#### [Problem]
Please reproduce word for word the part of the thread below about scraping hotel links, starting at "Now the problem" and ending at "also the title.".

#### [Document section]

Search code examples
phpweb-scrapingdomparser

Can't able to print only search result after scrape search result


I am using Simple Html Dom .I am new in web scraping, i am scraping data from booking.com i having problem with printing only the search result URL.My code bellow

<?php

    include 'simple_html_dom.php';

    $searchText = "Venice";
    $searchText = str_replace(" ", "+", $searchText);

    $url = "https://www.booking.com/searchresults.en-gb.html?aid=1781605&lang=en-gb&sid=3bb432f656e368125330f71ea0e74e36&sb=1&src=index&src_elem=sb&error_url=https://www.booking.com/index.en-gb.html?aid=1781605;sid=3bb432f656e368125330f71ea0e74e36;sb_price_type=total;srpvid=dc2798d544dd007f&;&ss=".$searchText."&is_ski_area=0&ssne=".$searchText."&ssne_untouched=".$searchText."&dest_id=-132007&dest_type=city&checkin_year=2019&checkin_month=5&checkin_monthday=19&checkout_year=2019&checkout_month=5&checkout_monthday=20&group_adults=2&group_children=0&no_rooms=1&b_h4u_keep_filters=&from_sf=1";


    print $url."<br>";


    $html = file_get_html($url);

    $i = 0;

    $linkObjs = $html->find('a');

    foreach ($linkObjs as $linkObj) {
        
        $link  = trim($linkObj->href);

        /*if (!preg_match('/^https?/', $link) && preg_match('/^hotel/', $link, $matches) && preg_match('/^https?/', $matches[1])) {
            $link = matches[1];
        } else if (!preg_match('/^https?/', $link)) {
            continue;
        }*/

        if (!preg_match('/^https?/', $link)) {
            continue;
        }

        $i++;

        echo "Link: ". $link . "<br/><hr/>";

    }
?>

Now the problem is i want to print the search result link which have /hotel/ path in URL like https://www.booking.com/hotel/it/nh-collection-venezia-palazzo-barocci.en-gb.html now i don't understand how to setup preg_replace for print only the search result URL also the title.


Solution

  • Using the ^ in an expression means asserting the start of the string which you test for in the second clause:

    if (!preg_match('/^https?/', $link) && preg_match('/^hotel/', $link, $matches) && preg_match('/^https?/', $matches[1])) {
    

    If you want to use preg_match you could use a single expression to check if the string starts with http with an optional s:

    ^https?://.*?/hotel/
    
    • ^ Start of string
    • https?:// Match http, optional s, ://
    • .*? Match any char except a newline non greedy
    • /hotel/ Match literally

    Regex demo | Php demo

    For example:

    if (!preg_match('~^https?://.*?/hotel~', $link)) {
        continue;
    }
    

    Without using a regex you could also use a combination of substr and strpos

    if (!(substr($link, 0, 4 ) === "http" && strpos($link, '/hotel/') !== false)) {
        continue;
    }
    

    Php demo

#### [Data entries]
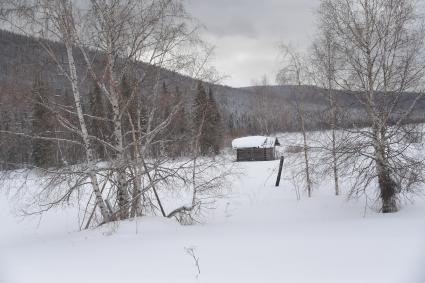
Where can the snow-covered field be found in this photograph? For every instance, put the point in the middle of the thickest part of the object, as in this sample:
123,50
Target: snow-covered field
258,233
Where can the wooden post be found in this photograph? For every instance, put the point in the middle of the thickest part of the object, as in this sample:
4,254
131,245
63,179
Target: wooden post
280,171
--
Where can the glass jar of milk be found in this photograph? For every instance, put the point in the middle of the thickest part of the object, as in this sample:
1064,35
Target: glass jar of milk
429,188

#### [Answer below]
Now the problem is i want to print the search result link which have /hotel/ path in URL like https://www.booking.com/hotel/it/nh-collection-venezia-palazzo-barocci.en-gb.html now i don't understand how to setup preg_replace for print only the search result URL also the title.